**TASK 1**
Answer these questions about the blog page, one line each:
(a) What date appears at the top?
(b) Which book by Mark Batterson does it quote?
(c) Whose name is given next to "Featured Blog"?
**TASK 2**
List every post title that appears on the blog page.

**PAGE EXCERPT**
--- START ---
Thursday, February 28, 2013

Can He? Will He?

One of the perplexing struggles I have had with prayer throughout my faith journey is not whether or not God can, but whether or not God will.  I believe firmly in a God "who is able to do immeasurably more than all we ask or imagine, according to his power that is at work within us" (Ephesians 3:30).  This belief in the power of God has always been without question for me.  What I have questioned at times is whether God will?  The paradox is that this doubt about whether God will has the potential to cripple our belief that God can, thus disempowering the way we pray.

We should most certainly pray according to God's providential will, that is His ultimate will for humankind as revealed in Scripture.  This acts as a guide to whether or not our prayers are aligned with God's established character and purpose.  However, I am coming to think that I should not allow my uncertainty about God's personal will for specific situations to diminish my prayers to a powerful God.  In other words, don't let the fact of whether God will stop you from having the faith to pray passionately to a God who can!  

In his book, The Circle Maker, Mark Batterson writes, "With God, it's never an issue of 'Can he?'  It's only a question of 'Will He?' And while you don't always know if He will, you know He can.  And because you know He can, you can pray with holy confidence."  This is a liberating and powerful position to pray from, as my faith is strengthened by what I know (Can He?) and stimulated by what I don't know (Will He?), generating a faith-fueled exchange between the human and divine.

Pray passionately to a God who can and wait expectantly to see if God will.

Featured Blog - Major Gary Grant

Gary Grant: Dangerous Comments For The Salvos??

Vision Beyond Your Resources

"We refuse to let our budget determine our vision.  That left-brained approach is a wrong-brained approach because it is based on our limited resources rather than on God's unlimited provision.  Faith is allowing your God-given vision to determine your budget."  (Mark Batterson, The Circle Maker)
--- END ---
**EXCERPTED RECORDS**
--- START ---
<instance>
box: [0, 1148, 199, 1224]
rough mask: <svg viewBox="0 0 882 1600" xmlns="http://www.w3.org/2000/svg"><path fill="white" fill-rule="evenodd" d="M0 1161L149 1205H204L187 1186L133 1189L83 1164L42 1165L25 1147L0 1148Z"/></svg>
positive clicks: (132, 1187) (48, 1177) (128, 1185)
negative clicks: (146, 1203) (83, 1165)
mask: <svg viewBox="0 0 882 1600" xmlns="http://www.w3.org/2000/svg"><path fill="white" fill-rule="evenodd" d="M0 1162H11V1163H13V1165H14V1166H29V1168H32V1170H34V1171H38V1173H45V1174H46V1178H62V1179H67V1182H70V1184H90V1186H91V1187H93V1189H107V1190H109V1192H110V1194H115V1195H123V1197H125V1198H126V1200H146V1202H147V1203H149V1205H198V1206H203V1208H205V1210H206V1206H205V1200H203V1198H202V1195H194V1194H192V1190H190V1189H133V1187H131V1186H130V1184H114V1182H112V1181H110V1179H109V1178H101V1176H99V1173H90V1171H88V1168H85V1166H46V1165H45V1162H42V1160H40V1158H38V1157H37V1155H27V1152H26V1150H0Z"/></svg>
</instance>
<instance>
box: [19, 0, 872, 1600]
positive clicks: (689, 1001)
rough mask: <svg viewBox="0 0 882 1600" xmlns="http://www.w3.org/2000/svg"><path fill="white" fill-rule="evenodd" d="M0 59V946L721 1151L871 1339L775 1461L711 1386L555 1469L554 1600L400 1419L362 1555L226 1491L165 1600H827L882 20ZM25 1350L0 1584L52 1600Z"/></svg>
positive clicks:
--- END ---
**EXERCISE SOLUTION 1**
(a) Thursday, February 28, 2013
(b) The Circle Maker
(c) Major Gary Grant

**EXERCISE SOLUTION 2**
Can He? Will He?
Gary Grant: Dangerous Comments For The Salvos??
Vision Beyond Your Resources